▸ What you need to do
Arrange every line of the rows below as a numbered list, skipping any blank lines. Leave the pictures out of your answer.

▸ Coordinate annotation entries
____

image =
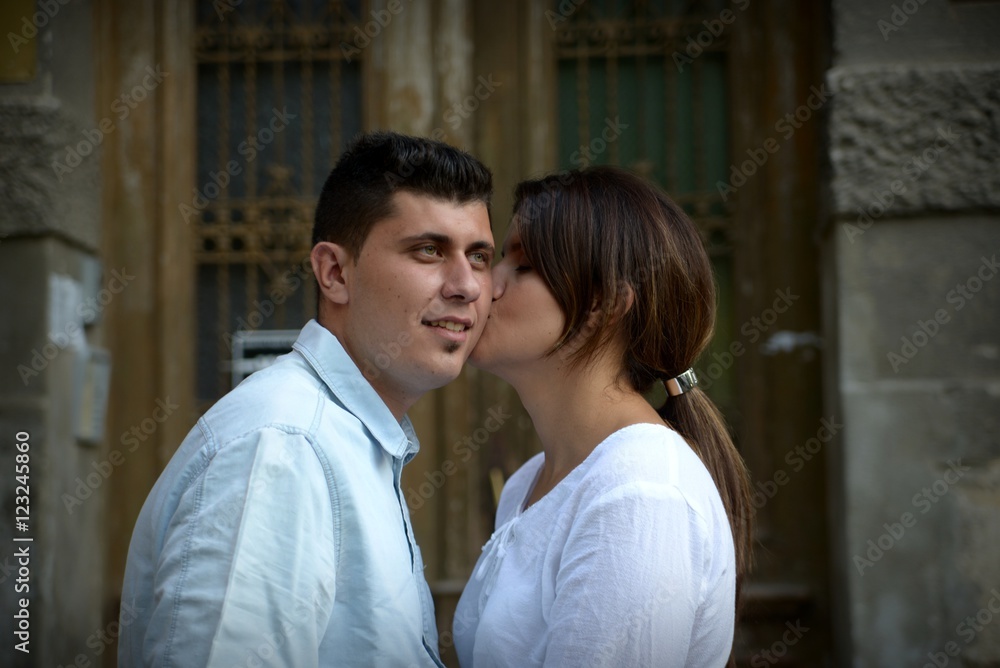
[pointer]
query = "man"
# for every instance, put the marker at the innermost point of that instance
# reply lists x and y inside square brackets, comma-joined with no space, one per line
[278,534]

____

▸ Response to this task
1. image =
2. [pointer]
3. query = "man"
4. # for every instance, put the marker at the innermost point of that instance
5. # reply lists x and y inside square brackets, comma-joined with no space, one per line
6. [278,534]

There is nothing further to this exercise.